◆ Goal
Count how many lines of the data below contain the string "green", with matching case. Reply with the number only.

◆ Records contained in a dataset
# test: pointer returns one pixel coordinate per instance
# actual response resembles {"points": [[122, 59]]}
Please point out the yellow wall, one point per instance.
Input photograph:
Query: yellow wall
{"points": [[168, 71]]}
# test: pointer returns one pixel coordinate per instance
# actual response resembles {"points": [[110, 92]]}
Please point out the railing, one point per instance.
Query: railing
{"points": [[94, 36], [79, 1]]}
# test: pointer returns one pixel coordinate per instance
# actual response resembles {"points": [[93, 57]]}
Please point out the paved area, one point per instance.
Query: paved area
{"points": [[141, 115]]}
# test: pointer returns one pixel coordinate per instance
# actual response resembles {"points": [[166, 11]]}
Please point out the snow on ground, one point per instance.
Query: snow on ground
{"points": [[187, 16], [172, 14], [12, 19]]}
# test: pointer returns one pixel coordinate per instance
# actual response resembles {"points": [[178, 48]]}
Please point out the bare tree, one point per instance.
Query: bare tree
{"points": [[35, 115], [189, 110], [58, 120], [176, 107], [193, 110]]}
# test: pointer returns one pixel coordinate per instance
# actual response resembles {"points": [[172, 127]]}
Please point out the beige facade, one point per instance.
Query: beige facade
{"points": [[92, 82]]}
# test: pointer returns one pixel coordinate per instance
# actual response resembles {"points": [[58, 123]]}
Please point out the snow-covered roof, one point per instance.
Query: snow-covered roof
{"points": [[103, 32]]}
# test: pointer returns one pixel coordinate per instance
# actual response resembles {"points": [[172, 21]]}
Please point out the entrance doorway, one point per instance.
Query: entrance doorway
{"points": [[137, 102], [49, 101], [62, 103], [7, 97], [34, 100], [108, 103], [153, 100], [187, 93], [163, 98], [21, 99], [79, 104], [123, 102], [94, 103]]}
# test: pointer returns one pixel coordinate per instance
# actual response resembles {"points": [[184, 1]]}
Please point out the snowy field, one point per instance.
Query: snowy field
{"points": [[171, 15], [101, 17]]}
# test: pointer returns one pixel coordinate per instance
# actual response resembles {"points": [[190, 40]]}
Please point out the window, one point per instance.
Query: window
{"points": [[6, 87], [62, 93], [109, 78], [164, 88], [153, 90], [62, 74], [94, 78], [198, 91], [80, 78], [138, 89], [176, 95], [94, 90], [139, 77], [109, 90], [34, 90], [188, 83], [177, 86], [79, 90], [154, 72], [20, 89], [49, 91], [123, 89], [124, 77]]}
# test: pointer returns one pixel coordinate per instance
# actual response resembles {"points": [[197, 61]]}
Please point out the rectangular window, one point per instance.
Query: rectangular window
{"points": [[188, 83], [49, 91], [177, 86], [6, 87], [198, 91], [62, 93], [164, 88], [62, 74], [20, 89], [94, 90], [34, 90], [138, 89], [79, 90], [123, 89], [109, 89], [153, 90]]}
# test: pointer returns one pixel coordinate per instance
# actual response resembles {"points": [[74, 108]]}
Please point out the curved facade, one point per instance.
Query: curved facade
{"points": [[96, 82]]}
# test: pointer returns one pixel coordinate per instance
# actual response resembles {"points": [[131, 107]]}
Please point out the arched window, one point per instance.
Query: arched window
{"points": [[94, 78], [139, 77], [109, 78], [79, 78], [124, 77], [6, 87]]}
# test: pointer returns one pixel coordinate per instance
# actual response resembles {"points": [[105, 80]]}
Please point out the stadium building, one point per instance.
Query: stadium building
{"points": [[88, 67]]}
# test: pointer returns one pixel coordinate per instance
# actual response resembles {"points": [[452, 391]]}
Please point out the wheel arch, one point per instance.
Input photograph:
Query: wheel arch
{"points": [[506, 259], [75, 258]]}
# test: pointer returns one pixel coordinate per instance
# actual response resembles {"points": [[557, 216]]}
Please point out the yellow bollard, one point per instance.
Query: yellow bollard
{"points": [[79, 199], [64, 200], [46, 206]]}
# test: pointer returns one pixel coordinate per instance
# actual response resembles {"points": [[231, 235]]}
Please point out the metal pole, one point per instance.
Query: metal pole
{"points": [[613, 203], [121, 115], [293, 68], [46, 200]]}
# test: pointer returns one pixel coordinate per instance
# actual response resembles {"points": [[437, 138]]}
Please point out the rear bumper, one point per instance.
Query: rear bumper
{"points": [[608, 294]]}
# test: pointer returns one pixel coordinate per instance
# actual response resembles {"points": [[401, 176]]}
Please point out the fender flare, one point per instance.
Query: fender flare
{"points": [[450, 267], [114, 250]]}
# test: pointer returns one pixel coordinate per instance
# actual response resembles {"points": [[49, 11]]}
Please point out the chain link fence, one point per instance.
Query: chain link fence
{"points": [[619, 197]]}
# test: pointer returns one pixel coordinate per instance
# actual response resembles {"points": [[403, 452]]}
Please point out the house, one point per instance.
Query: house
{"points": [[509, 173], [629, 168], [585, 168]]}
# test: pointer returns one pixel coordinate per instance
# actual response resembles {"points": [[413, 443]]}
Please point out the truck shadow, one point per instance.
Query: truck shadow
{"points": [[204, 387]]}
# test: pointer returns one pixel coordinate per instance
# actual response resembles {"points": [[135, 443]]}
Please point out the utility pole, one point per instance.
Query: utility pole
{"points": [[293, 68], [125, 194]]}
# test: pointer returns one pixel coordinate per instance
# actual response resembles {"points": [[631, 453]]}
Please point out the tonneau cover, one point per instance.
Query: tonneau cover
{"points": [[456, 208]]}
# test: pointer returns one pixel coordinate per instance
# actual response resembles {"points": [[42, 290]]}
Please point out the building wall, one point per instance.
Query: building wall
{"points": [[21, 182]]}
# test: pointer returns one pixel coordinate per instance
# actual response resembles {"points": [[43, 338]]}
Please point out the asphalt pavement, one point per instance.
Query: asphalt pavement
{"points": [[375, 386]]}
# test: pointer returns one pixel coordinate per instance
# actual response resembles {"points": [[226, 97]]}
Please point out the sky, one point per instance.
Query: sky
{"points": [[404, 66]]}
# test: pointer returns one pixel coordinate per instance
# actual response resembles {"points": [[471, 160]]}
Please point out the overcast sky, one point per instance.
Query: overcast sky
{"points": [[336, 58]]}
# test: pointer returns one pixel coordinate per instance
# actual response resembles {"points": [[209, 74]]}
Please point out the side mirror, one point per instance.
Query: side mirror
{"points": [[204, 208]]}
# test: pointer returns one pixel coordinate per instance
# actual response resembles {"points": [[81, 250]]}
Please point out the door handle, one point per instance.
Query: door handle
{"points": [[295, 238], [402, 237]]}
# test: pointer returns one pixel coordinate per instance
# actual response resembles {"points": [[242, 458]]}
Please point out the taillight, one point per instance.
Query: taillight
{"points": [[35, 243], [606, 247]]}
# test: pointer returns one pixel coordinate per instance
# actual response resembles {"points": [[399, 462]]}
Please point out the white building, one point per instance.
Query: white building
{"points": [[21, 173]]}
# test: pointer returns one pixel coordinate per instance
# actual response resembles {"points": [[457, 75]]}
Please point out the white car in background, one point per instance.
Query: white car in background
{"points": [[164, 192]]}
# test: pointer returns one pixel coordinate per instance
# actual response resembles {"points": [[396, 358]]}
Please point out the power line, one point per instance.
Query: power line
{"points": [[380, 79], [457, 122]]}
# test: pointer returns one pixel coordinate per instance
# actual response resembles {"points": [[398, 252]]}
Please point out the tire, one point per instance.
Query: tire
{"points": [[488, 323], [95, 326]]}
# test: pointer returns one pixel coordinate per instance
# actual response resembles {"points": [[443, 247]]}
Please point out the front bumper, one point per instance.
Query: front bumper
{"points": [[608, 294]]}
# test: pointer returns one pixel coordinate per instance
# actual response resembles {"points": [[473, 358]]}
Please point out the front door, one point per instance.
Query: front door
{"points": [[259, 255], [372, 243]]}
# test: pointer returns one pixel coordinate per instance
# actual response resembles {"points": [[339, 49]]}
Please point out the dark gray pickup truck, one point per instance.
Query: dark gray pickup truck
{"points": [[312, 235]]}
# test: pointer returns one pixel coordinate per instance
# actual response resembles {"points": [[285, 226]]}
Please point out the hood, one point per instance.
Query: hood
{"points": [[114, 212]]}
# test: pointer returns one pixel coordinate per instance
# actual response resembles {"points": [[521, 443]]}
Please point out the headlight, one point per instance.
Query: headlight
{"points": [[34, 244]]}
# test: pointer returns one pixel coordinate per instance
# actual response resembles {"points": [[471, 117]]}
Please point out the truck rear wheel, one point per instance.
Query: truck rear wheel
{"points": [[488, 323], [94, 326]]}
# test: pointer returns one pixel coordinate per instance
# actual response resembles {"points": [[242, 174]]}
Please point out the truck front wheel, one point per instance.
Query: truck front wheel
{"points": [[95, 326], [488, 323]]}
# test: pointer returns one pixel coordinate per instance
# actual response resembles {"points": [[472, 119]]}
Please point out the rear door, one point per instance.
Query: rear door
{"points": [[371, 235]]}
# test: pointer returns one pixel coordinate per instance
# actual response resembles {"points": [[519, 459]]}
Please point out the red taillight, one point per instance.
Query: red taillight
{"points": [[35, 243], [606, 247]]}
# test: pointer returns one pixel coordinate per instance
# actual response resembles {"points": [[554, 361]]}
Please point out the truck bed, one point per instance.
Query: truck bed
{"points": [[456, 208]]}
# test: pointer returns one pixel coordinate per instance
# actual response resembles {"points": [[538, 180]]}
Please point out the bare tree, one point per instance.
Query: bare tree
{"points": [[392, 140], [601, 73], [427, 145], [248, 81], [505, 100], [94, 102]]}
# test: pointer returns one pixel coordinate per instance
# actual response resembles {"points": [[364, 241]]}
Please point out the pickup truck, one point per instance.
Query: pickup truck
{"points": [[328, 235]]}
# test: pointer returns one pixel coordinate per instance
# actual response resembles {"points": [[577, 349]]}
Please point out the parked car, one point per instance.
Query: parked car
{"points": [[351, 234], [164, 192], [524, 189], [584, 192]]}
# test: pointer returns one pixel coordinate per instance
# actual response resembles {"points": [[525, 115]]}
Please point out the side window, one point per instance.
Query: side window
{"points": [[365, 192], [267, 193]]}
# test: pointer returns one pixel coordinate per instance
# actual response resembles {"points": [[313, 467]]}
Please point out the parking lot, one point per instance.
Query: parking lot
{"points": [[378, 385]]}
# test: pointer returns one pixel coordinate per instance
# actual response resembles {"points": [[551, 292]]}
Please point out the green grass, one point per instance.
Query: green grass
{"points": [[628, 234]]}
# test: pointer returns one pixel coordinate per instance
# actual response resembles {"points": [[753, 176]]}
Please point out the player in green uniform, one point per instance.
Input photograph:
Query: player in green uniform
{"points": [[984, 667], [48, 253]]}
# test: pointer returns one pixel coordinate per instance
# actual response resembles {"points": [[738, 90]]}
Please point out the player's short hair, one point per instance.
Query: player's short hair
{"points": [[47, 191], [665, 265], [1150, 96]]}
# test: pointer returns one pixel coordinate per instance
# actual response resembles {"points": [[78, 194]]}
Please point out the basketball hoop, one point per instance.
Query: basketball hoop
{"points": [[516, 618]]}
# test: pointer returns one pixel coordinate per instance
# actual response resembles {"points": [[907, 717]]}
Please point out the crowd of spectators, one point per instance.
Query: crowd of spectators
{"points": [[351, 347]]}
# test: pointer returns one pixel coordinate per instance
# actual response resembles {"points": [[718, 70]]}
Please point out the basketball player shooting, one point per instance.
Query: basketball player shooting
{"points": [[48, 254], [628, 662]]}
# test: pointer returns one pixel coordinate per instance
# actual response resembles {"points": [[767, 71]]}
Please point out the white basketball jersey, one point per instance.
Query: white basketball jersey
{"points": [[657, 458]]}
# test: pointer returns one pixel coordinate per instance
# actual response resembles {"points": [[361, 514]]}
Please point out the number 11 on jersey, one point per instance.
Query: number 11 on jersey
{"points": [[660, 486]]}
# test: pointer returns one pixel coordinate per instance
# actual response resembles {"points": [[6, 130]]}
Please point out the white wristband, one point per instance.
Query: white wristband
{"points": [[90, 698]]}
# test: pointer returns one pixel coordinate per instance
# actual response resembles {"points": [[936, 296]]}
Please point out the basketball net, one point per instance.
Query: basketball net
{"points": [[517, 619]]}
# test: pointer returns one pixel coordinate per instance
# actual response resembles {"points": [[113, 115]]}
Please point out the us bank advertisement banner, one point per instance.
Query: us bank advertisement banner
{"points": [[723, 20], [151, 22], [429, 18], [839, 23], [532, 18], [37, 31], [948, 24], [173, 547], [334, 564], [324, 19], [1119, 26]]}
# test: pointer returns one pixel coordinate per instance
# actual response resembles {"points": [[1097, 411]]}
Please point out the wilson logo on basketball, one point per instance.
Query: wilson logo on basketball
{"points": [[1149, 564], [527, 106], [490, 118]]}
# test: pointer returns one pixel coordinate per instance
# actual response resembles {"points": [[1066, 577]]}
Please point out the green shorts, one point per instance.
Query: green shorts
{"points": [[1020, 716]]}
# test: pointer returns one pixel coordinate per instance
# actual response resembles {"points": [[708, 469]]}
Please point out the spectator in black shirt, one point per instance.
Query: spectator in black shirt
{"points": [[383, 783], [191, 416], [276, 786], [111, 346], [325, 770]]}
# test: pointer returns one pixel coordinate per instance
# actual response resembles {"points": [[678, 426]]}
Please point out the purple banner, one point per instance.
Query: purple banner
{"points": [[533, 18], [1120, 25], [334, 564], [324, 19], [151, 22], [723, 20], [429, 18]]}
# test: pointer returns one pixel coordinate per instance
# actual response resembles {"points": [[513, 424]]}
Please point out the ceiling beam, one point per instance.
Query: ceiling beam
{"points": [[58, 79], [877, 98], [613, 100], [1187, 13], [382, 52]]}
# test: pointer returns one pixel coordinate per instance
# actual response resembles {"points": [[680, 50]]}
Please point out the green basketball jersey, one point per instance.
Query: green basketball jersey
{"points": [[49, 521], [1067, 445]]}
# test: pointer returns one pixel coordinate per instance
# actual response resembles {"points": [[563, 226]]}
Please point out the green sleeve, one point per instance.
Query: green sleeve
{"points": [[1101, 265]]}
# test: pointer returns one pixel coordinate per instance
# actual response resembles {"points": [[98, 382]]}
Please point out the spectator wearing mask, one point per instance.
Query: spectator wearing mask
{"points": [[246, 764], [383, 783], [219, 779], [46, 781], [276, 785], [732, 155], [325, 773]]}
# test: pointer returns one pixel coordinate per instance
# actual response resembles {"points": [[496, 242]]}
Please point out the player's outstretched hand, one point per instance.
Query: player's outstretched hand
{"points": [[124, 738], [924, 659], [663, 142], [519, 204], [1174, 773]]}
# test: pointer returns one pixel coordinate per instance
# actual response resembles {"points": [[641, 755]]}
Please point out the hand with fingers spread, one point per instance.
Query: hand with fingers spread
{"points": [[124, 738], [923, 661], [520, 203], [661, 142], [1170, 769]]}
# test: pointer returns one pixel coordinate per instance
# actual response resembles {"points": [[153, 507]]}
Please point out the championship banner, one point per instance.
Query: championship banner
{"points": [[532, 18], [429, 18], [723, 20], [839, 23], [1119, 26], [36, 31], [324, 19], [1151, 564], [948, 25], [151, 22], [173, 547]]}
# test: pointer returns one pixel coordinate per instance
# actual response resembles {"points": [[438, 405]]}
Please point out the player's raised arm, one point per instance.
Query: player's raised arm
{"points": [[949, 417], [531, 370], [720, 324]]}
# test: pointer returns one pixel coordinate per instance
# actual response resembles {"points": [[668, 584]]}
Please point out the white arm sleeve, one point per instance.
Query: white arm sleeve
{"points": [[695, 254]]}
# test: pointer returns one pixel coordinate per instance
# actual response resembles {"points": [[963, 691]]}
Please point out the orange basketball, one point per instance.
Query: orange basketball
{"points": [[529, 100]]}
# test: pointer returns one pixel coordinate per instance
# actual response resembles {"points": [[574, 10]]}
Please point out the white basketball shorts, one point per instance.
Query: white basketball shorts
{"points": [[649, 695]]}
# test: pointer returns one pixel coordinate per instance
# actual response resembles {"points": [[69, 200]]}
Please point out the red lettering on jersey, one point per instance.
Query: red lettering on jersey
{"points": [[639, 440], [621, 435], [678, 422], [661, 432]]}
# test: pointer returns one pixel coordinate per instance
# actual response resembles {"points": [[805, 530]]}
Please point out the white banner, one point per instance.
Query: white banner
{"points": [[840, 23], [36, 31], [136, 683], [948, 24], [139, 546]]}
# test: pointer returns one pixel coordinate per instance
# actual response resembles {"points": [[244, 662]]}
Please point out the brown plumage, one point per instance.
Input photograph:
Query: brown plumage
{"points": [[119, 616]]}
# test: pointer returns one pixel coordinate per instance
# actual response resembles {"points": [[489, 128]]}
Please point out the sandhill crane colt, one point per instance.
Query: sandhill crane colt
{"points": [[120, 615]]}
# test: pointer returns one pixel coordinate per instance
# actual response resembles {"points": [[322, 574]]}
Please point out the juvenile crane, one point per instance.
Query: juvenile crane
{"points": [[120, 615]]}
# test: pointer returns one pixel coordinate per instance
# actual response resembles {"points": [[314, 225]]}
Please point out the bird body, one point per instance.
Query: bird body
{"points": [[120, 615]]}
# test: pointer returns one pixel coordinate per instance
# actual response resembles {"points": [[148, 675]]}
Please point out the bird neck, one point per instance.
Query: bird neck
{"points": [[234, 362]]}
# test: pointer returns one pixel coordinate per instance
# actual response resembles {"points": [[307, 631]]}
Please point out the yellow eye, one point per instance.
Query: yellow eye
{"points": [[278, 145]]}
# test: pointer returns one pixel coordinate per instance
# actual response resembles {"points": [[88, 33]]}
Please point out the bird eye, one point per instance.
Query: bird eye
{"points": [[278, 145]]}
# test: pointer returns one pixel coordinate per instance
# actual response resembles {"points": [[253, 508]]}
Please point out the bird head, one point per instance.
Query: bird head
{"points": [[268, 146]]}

◆ Response to this exercise
10